▸ SHORT TASK
Render as a JSON list of strings the lines starting with the one that contains "Circle the moored" and continuing through the one that contains "711,433 -> 765,452", both included. Use one string per line and omit blank lines.

▸ INFORMATION PROVIDED
## Start
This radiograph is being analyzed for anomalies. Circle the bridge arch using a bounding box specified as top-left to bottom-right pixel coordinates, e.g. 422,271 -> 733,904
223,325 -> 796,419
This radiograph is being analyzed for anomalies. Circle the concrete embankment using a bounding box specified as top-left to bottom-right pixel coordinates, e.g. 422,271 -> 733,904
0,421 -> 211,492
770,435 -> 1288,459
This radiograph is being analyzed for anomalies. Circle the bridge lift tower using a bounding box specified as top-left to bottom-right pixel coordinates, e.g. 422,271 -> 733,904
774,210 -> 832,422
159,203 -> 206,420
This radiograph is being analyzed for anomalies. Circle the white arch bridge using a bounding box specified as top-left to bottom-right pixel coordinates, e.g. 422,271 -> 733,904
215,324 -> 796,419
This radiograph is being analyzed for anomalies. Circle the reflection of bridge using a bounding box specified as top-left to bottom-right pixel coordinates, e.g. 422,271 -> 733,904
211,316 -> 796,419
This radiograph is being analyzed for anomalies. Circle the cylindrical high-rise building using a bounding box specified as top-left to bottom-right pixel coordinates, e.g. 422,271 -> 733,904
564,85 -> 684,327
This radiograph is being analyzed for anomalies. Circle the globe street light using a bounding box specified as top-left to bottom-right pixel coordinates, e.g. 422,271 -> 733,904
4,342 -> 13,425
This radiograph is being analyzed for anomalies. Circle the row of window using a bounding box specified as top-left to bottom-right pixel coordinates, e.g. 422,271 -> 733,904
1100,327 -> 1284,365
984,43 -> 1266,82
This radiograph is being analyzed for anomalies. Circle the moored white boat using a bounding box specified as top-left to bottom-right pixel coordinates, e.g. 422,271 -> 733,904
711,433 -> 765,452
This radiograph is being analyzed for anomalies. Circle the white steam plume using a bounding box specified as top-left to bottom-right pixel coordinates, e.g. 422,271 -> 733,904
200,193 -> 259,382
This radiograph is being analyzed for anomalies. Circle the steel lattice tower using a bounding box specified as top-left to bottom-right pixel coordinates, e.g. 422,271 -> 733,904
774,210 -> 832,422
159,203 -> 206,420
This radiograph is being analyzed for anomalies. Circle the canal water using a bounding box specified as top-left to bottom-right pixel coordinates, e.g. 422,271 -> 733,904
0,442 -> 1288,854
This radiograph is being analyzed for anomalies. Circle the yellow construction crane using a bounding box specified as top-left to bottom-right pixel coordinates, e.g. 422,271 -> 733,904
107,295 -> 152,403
## End
## Start
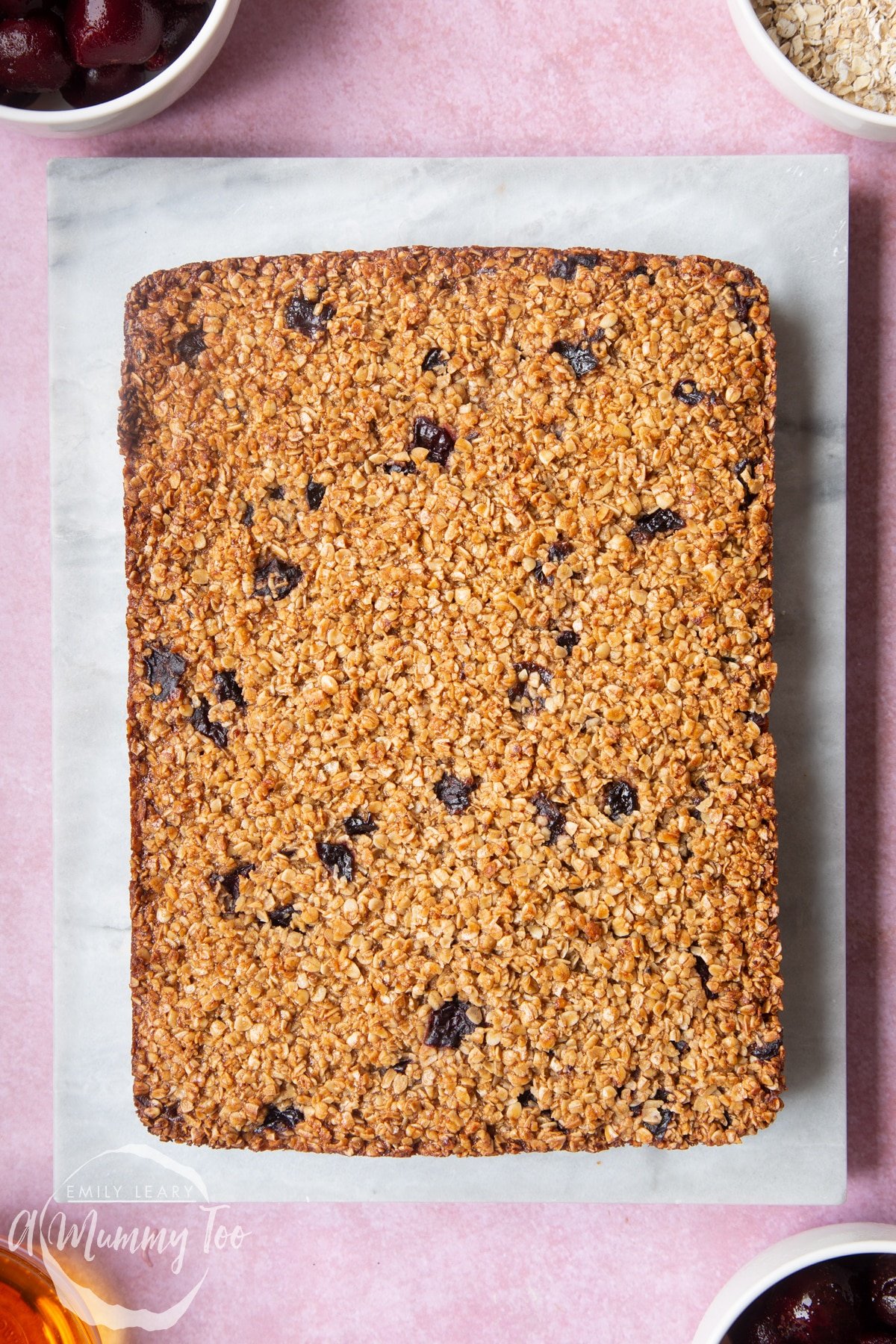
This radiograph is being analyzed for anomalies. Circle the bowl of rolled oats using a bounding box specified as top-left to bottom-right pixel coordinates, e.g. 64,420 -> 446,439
## End
## Start
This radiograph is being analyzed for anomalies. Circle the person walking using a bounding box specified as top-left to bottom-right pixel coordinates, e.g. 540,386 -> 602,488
## End
▸ EXERCISE ANSWER
[
  "This radiograph is being analyzed for anomalies. Circle the moored white boat using a bounding box specified as top-left to bottom-right pixel coordinates, e.g. 422,271 -> 733,904",
  "711,433 -> 765,452"
]